→ **Provided text**:
┄┄┄┄┄┄
Nationally, the average in-network cost sits around $15,200 for vaginal deliveries and $19,300 for C-sections, according to data from FAIR Health. States with higher costs of living, fewer hospitals, or more consolidated health systems tend to charge more. Rural areas can sometimes be pricier than expected simply because there’s less competition among providers.
What Happens if You Don’t Have Insurance
Without insurance, prenatal care alone runs about $2,000, and the delivery itself ranges from $9,000 to over $15,000. That puts the total for an uncomplicated vaginal birth somewhere between $11,000 and $17,000 or more, paid entirely by you.
There is some room to negotiate. Hospitals routinely offer self-pay discounts that can bring the price well below what they’d bill an insurance company. If you’re paying cash, ask the hospital’s billing department about their self-pay rate before you deliver. In many cases, the discounted cash price is actually lower than the insured rate before your deductible is met.
┄┄┄┄┄┄
→ **Dataset excerpts**:
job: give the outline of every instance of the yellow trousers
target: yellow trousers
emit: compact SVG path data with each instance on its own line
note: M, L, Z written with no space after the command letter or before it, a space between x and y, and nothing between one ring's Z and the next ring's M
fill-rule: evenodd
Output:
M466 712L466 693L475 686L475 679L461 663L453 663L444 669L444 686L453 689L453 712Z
┄┄┄┄┄┄
→ **Instructions**:
(1) List every dollar amount given in the childbirth-cost text.
(2) Reproduce the childbirth-cost text starting at "What Happens if" and ending at "entirely by you.".
The records are separate material and are not part of the childbirth-cost text.

→ **Responses in order**:
(1) $15,200, $19,300, $2,000, $9,000, $15,000, $11,000, $17,000

(2)
What Happens if You Don’t Have Insurance
Without insurance, prenatal care alone runs about $2,000, and the delivery itself ranges from $9,000 to over $15,000. That puts the total for an uncomplicated vaginal birth somewhere between $11,000 and $17,000 or more, paid entirely by you.